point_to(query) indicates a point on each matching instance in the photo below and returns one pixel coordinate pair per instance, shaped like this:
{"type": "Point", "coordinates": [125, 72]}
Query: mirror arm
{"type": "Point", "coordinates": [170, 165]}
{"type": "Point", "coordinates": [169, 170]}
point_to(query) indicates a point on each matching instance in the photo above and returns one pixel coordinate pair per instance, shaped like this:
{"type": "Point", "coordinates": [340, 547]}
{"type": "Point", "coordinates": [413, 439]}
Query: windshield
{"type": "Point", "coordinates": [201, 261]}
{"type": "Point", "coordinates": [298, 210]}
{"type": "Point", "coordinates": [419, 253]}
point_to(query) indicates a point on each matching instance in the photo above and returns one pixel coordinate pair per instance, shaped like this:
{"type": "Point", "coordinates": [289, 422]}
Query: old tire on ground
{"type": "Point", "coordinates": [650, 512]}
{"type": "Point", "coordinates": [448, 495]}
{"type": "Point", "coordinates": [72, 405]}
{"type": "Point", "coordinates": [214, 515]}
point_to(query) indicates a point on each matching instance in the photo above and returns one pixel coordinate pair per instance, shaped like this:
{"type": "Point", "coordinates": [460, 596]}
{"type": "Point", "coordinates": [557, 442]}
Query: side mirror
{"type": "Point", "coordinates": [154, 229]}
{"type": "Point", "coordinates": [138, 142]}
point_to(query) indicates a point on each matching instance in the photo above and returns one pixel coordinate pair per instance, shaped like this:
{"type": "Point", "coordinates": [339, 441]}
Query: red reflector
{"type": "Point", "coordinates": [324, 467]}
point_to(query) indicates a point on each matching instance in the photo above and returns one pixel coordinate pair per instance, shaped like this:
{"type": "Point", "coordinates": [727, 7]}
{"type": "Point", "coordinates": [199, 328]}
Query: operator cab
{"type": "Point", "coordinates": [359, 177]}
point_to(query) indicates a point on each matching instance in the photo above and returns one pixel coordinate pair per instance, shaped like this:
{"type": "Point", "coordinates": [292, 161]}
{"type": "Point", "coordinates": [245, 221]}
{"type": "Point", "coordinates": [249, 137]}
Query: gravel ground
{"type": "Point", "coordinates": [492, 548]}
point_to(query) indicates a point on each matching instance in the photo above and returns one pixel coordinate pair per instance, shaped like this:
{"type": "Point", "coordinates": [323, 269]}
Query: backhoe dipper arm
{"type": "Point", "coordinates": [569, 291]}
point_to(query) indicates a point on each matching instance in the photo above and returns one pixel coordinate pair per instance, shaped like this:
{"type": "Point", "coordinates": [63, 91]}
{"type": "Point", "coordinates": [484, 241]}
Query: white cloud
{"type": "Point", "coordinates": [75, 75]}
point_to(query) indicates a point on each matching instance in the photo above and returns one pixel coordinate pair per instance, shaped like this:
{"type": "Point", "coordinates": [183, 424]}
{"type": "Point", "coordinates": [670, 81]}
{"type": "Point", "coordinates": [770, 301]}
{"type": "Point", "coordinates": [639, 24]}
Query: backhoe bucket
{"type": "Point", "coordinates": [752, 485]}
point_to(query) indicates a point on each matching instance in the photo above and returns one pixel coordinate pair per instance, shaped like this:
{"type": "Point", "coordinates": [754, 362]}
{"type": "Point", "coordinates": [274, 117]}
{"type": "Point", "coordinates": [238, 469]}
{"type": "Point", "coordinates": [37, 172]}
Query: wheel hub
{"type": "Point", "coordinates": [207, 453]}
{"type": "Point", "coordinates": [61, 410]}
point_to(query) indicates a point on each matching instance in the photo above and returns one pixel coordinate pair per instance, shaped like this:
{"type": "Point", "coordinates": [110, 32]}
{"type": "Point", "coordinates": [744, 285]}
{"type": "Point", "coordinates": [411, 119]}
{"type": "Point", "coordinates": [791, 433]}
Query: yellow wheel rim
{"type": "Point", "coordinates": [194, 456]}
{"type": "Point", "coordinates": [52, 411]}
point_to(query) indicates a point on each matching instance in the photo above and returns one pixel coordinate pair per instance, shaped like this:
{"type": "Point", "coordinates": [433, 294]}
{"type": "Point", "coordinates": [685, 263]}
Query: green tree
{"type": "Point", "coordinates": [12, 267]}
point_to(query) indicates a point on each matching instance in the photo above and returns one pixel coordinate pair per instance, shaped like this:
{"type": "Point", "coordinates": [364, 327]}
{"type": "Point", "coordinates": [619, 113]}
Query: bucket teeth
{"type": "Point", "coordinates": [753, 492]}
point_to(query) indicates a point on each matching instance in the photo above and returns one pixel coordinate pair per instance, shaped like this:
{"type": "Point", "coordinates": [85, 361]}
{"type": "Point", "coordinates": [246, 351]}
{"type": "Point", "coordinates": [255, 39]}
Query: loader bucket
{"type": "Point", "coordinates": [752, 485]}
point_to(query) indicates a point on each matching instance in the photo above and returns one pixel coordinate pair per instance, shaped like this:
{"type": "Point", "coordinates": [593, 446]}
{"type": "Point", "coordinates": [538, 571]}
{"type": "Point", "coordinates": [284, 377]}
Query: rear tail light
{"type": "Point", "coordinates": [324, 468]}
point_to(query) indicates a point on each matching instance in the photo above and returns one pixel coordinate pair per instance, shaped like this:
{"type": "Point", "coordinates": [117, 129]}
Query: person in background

===

Gather and copy each line above that contains the word "bucket".

Query: backhoe bucket
Query: bucket teeth
Query: loader bucket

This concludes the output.